# STATED EXERCISE A
Translate this sentence from the passage on wasted costs orders into Spanish: "We do not read these very familiar expressions in that way."

# EXTRACT

But for whatever importance it may have, we are clear that ‘negligence’ should be understood in an untechnical way to denote failure to act with the competence reasonably to be expected of ordinary members of the profession.
In adopting an untechnical approach to the meaning of negligence in this context, we would however wish firmly to discountenance any suggestion that an applicant for a wasted costs order under this head need prove anything less than he would have to prove in an action for negligence : ‘advice, acts or omissions in the course of their professional work which no member of the profession who was reasonably well-informed and competent would have given or done or omitted to do;’ an error ‘such as no reasonably well-informed and competent member of that profession could have made;’ see Saif Ali v Sydney Mitchell & Co  AC 198 at 218 and 220, per Lord Diplock.
We were invited to give the three adjectives (improper, unreasonable and negligent) specific, self-contained meanings, so as to avoid overlap between the three. We do not read these very familiar expressions in that way. Conduct which is unreasonable may also be improper, and conduct which is negligent will very frequently be (if it is not by definition) unreasonable. We do not think any sharp differentiation between these expressions is useful or necessary or intended.” [at 323D — 233E]
 At 233–234, their Lordships pointed out that a legal practitioner did not act improperly, unreasonably or negligently simply because he or she acted for someone whose case was doomed to fail; their Lordships appeared to consider that something more, amounting in effect to abuse of process, was required:
A legal representative is not to be held to have acted improperly, unreasonably or negligently simply because he acts for a party who pursues a claim or a defence which is plainly doomed to fail … It is not entirely easy to distinguish by definition between the hopeless case and the case which amounts to an abuse of the process, but in practice it is not hard to say which is which and if there is doubt the legal representative is entitled to the benefit of it.” [at 233F — 234F]
 At 239, their Lordships noted that a finding that the legal practitioner had acted improperly, unreasonably or negligently did not mean that he or she must be ordered to pay wasted costs. Such a finding enlivened the discretion to make such an order, and required, in their Lordships’ view, that their be some reason why the discretion should not be exercised in favour of the parties seeking it:
Even if the court is satisfied that a legal representative has acted
improperly, unreasonably or negligently and that such conduct has caused the other side to incur an identifiable sum of wasted costs, it is not bound to make an order, but in that situation it would of course have to give sustainable reasons for exercising its discretion against making an order.” [at 239F]
 The “two additional riders” to which Sully J referred in Ideal Waterproofing were:
the jurisdiction to order costs against a legal practitioner personally is one to be exercised sparingly, because (among other things), the court would not always know all the details and circumstances of the practitioner’s instructions. Thus, for the jurisdiction to arise, the conduct must involve some serious dereliction of duty or gross negligence (Dal Pont: Lawyers’ Professional Responsibility in Australia and New Zealand (Second Edition) at 374–375); and
the inherent power of the court to order its officers to pay costs in an appropriate case is ordinarily one to be exercised on the basis of a serious dereliction of the duty owed by the officer to the court. However, it is neither necessary nor desirable to define the level of incompetence or negligence at which the costs jurisdiction will arise (Harley v McDonald  3 NZLR 545 at  to ).

# STATED EXERCISE B
Reproduce word for word the entries from the line containing "Expected: one point per instance of the dust" through the last line of the entries, inclusive.

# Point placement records
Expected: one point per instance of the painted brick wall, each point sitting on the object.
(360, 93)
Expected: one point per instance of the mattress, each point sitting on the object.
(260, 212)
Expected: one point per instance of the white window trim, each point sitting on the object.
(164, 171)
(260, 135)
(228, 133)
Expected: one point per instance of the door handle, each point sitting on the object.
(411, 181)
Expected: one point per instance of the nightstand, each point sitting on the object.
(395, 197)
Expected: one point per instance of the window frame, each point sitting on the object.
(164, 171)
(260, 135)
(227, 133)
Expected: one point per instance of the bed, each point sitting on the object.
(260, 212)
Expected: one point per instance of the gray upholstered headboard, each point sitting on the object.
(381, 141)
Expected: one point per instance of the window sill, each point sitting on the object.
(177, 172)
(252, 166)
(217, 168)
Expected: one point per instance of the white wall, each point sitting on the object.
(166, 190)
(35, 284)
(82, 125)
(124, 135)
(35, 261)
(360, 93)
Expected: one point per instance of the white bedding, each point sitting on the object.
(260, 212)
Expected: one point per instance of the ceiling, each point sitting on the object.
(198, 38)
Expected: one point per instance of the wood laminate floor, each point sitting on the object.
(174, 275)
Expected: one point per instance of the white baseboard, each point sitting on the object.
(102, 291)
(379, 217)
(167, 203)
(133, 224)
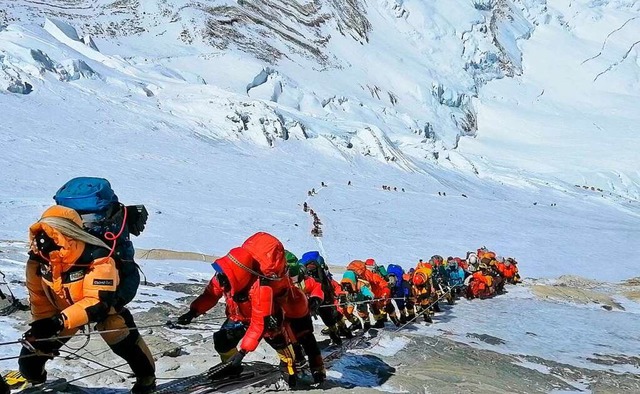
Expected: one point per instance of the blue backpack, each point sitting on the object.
(97, 204)
(102, 213)
(397, 271)
(86, 195)
(313, 256)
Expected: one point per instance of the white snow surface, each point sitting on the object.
(219, 144)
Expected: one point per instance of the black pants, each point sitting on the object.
(329, 314)
(121, 336)
(303, 330)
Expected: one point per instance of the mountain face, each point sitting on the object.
(408, 82)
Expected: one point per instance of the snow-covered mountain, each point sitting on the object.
(402, 81)
(506, 123)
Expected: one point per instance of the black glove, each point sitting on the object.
(187, 317)
(314, 305)
(45, 328)
(236, 359)
(137, 216)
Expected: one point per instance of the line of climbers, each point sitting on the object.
(81, 271)
(369, 290)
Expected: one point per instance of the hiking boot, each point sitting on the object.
(4, 387)
(345, 332)
(356, 326)
(144, 385)
(291, 380)
(319, 377)
(335, 338)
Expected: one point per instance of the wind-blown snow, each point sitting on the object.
(509, 124)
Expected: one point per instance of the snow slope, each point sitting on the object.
(508, 124)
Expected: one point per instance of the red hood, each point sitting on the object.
(239, 277)
(269, 252)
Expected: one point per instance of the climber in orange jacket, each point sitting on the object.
(480, 284)
(261, 302)
(379, 287)
(509, 270)
(72, 282)
(421, 294)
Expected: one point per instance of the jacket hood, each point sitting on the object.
(239, 278)
(268, 251)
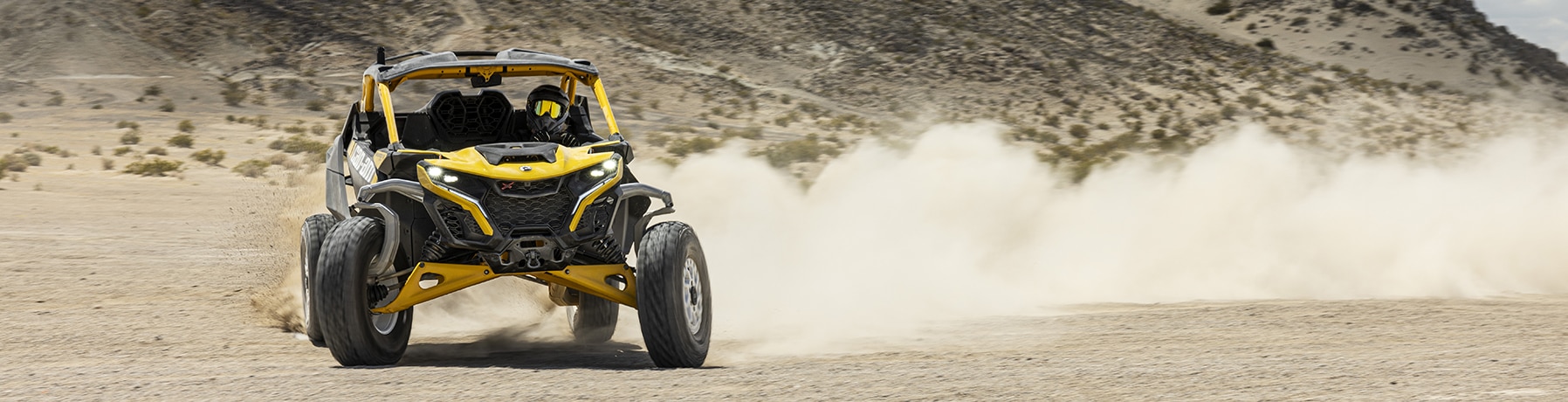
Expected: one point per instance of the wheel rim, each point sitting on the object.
(383, 322)
(305, 281)
(691, 293)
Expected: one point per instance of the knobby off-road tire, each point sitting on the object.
(344, 303)
(311, 238)
(593, 319)
(675, 303)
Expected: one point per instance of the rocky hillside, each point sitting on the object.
(1083, 80)
(1399, 39)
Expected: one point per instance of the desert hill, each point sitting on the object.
(1083, 80)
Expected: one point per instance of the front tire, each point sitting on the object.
(593, 319)
(675, 303)
(313, 234)
(354, 335)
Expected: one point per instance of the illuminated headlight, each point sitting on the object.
(439, 175)
(587, 179)
(457, 181)
(604, 169)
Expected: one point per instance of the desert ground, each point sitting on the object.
(121, 286)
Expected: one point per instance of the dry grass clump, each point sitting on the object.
(693, 145)
(184, 140)
(19, 161)
(251, 169)
(299, 145)
(154, 167)
(805, 149)
(209, 156)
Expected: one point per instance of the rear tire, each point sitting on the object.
(675, 303)
(354, 335)
(593, 319)
(311, 238)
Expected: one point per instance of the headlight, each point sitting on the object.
(587, 179)
(468, 184)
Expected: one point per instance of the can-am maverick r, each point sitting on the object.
(444, 198)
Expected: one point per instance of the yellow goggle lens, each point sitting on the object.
(547, 107)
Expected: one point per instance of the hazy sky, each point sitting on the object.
(1544, 23)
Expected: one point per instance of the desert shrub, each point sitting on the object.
(1077, 131)
(1030, 134)
(234, 94)
(13, 162)
(691, 145)
(677, 129)
(251, 169)
(209, 156)
(748, 132)
(803, 149)
(154, 167)
(299, 145)
(315, 104)
(184, 140)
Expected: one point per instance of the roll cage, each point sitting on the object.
(382, 77)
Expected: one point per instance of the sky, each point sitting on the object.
(1544, 23)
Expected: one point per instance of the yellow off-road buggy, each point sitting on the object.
(444, 200)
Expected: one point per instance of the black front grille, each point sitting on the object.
(529, 187)
(512, 212)
(457, 218)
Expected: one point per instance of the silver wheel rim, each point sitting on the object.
(384, 322)
(691, 295)
(305, 283)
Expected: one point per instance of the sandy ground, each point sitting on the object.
(145, 288)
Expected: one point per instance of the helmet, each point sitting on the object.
(547, 112)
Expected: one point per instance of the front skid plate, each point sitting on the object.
(455, 277)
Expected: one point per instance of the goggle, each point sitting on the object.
(547, 107)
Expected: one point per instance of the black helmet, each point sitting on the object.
(547, 112)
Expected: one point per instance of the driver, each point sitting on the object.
(551, 121)
(547, 120)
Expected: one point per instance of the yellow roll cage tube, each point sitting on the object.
(375, 90)
(595, 280)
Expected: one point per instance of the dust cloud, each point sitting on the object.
(965, 225)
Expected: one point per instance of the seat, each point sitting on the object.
(453, 121)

# FULL OUTPUT A
No interpretamos de esa manera estas expresiones tan conocidas.

# FULL OUTPUT B
Expected: one point per instance of the dust cloud, each point sitting on the object.
(965, 225)
Expected: one point per instance of the seat, each point sitting on the object.
(453, 121)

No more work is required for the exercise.